▶ Work to be completed: Return only the records starting with the line that contains "Where can the child's" and going on through the line that contains "<point>111,83</point>", both of those lines included. Reproduce each line character for character.

▶ Supplied data:
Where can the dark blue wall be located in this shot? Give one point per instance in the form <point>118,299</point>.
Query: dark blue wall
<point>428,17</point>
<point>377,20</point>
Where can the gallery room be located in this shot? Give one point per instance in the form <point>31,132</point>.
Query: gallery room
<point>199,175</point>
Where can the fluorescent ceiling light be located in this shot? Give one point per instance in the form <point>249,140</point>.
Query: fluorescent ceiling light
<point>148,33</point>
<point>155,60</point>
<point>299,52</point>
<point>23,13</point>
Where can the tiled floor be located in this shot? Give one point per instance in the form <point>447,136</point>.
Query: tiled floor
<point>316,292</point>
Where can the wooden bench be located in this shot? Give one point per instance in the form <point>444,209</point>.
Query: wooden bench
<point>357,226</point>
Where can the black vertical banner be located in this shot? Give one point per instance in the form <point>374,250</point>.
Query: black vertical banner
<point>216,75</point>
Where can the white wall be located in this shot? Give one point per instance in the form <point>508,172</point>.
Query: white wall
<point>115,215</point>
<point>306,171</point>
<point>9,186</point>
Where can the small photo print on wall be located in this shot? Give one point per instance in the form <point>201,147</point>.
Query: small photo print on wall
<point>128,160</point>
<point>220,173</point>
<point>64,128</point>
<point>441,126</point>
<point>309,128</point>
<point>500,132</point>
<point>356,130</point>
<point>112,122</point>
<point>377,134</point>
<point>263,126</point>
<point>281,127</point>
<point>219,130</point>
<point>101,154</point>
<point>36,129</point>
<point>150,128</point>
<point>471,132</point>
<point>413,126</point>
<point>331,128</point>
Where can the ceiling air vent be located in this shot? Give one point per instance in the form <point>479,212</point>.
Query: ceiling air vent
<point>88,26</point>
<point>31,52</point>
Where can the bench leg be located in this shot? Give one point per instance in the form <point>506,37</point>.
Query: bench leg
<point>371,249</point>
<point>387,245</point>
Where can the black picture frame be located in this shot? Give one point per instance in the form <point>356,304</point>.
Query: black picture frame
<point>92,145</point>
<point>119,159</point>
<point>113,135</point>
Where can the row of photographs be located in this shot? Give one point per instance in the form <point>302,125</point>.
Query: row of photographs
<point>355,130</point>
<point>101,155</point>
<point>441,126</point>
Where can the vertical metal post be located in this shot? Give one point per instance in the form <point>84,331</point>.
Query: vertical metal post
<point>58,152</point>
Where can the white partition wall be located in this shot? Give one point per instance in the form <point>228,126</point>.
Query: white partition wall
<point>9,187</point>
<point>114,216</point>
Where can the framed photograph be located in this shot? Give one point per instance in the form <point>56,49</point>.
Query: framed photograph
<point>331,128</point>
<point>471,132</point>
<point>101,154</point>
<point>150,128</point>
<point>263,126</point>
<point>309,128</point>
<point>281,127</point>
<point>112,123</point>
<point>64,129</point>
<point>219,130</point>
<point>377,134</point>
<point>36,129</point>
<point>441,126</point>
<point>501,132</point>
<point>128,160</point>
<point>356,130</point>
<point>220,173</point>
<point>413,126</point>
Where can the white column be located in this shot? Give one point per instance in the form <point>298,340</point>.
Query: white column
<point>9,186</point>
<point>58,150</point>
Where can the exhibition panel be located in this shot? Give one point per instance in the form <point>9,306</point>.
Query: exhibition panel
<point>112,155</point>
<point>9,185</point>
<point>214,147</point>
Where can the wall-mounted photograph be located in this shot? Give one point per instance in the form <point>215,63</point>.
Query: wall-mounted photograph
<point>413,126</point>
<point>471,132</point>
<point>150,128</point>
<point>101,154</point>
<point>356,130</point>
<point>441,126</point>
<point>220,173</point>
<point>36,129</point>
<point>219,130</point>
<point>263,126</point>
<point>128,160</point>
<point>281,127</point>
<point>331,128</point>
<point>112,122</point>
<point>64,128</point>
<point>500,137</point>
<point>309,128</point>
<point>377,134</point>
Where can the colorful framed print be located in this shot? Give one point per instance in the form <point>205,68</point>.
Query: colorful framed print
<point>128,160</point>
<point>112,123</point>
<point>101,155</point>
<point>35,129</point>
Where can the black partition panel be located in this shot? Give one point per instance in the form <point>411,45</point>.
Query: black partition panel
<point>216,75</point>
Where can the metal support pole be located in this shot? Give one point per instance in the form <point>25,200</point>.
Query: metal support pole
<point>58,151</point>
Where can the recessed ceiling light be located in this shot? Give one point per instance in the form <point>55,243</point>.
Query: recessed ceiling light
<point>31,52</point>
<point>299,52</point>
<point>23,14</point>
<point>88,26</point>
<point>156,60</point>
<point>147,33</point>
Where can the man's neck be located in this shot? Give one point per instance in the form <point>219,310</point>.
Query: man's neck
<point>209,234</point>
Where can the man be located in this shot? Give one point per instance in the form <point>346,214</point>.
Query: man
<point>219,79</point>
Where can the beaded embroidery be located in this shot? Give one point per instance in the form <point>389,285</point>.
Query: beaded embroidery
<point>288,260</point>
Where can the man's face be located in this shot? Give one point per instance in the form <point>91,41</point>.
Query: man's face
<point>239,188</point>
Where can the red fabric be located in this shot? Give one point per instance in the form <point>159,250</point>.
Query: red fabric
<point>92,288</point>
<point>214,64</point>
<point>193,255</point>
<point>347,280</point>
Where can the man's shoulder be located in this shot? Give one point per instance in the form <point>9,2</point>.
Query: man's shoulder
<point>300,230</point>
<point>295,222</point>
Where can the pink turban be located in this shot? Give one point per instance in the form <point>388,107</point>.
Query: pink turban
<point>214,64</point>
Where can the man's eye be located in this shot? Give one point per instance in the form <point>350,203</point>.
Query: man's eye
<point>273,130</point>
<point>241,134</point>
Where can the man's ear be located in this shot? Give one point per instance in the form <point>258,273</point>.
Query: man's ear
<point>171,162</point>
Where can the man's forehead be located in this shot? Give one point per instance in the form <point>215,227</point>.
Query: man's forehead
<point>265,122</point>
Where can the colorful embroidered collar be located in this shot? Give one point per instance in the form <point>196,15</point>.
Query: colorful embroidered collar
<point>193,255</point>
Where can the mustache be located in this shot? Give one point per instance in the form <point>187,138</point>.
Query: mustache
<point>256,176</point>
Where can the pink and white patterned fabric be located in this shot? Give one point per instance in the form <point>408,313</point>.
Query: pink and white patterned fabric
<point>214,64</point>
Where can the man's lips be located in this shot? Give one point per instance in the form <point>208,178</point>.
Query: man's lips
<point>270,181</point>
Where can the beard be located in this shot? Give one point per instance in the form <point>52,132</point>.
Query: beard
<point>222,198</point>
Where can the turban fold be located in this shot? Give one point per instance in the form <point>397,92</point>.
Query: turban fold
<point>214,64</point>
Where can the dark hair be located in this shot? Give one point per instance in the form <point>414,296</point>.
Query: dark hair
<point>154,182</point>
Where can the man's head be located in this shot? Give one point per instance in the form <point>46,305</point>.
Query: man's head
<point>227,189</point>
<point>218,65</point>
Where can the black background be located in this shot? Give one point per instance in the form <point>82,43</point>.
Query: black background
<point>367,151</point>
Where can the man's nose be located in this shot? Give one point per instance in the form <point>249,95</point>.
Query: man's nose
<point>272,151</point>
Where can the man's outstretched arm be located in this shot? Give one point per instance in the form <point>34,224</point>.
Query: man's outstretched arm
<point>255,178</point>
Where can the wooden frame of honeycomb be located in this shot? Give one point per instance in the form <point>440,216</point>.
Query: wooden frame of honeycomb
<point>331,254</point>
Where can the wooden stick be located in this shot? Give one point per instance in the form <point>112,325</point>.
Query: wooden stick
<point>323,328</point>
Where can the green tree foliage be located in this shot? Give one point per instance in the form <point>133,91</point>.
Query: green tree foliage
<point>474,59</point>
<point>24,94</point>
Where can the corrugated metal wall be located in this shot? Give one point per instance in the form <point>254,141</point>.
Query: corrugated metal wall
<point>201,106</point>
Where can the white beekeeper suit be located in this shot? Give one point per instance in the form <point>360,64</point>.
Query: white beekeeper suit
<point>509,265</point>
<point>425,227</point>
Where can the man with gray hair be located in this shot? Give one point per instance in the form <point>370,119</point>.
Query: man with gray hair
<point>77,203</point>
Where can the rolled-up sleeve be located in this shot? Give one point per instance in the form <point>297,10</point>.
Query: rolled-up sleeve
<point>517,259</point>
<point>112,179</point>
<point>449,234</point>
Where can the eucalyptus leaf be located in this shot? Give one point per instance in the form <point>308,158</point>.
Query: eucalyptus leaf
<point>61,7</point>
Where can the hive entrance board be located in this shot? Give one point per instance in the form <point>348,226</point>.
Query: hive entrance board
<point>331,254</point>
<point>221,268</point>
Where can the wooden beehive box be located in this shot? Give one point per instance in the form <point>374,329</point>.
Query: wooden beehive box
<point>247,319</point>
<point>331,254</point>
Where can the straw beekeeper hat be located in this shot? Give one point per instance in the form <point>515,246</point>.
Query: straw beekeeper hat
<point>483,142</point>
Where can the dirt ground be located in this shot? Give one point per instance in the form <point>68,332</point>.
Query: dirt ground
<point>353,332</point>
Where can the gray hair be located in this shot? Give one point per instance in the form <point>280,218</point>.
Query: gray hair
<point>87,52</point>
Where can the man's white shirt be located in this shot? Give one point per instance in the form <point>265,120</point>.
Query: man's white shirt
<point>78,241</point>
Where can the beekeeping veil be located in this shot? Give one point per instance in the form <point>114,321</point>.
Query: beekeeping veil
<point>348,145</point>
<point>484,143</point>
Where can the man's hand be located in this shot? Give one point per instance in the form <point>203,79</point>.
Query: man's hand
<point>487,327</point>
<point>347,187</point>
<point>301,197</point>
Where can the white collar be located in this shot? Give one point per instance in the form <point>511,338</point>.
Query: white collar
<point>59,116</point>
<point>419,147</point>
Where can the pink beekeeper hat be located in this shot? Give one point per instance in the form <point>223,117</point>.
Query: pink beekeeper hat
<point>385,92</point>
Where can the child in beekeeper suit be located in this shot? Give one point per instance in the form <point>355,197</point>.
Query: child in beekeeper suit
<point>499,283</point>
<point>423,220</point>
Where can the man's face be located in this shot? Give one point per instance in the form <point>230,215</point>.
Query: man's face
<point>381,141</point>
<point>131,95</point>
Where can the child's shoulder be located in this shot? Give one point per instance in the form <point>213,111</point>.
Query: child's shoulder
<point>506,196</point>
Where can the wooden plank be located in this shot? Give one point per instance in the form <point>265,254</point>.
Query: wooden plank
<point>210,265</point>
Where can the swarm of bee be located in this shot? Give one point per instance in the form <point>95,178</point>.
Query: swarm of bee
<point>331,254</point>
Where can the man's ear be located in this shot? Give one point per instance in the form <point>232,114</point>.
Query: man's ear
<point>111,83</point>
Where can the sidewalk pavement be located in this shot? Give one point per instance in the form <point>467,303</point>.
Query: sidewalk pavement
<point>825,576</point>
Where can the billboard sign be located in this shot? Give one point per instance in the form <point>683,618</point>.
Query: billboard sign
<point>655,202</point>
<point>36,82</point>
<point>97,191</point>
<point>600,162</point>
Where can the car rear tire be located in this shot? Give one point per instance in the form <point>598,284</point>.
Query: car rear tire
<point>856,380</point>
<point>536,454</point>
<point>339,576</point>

▶ Response to this task:
Where can the child's shoulder be located in this shot? Give one point per instance in the form <point>213,111</point>.
Query: child's shoulder
<point>506,196</point>
Where can the wooden plank be located in this shot? Give one point per instance in the form <point>265,254</point>.
Query: wooden plank
<point>210,265</point>
Where can the swarm of bee be located in this shot? Give one point per instance in the form <point>95,178</point>.
Query: swarm of bee
<point>331,254</point>
Where can the man's ear be located in this shot? Give one point per instance in the form <point>232,114</point>.
Query: man's ear
<point>111,83</point>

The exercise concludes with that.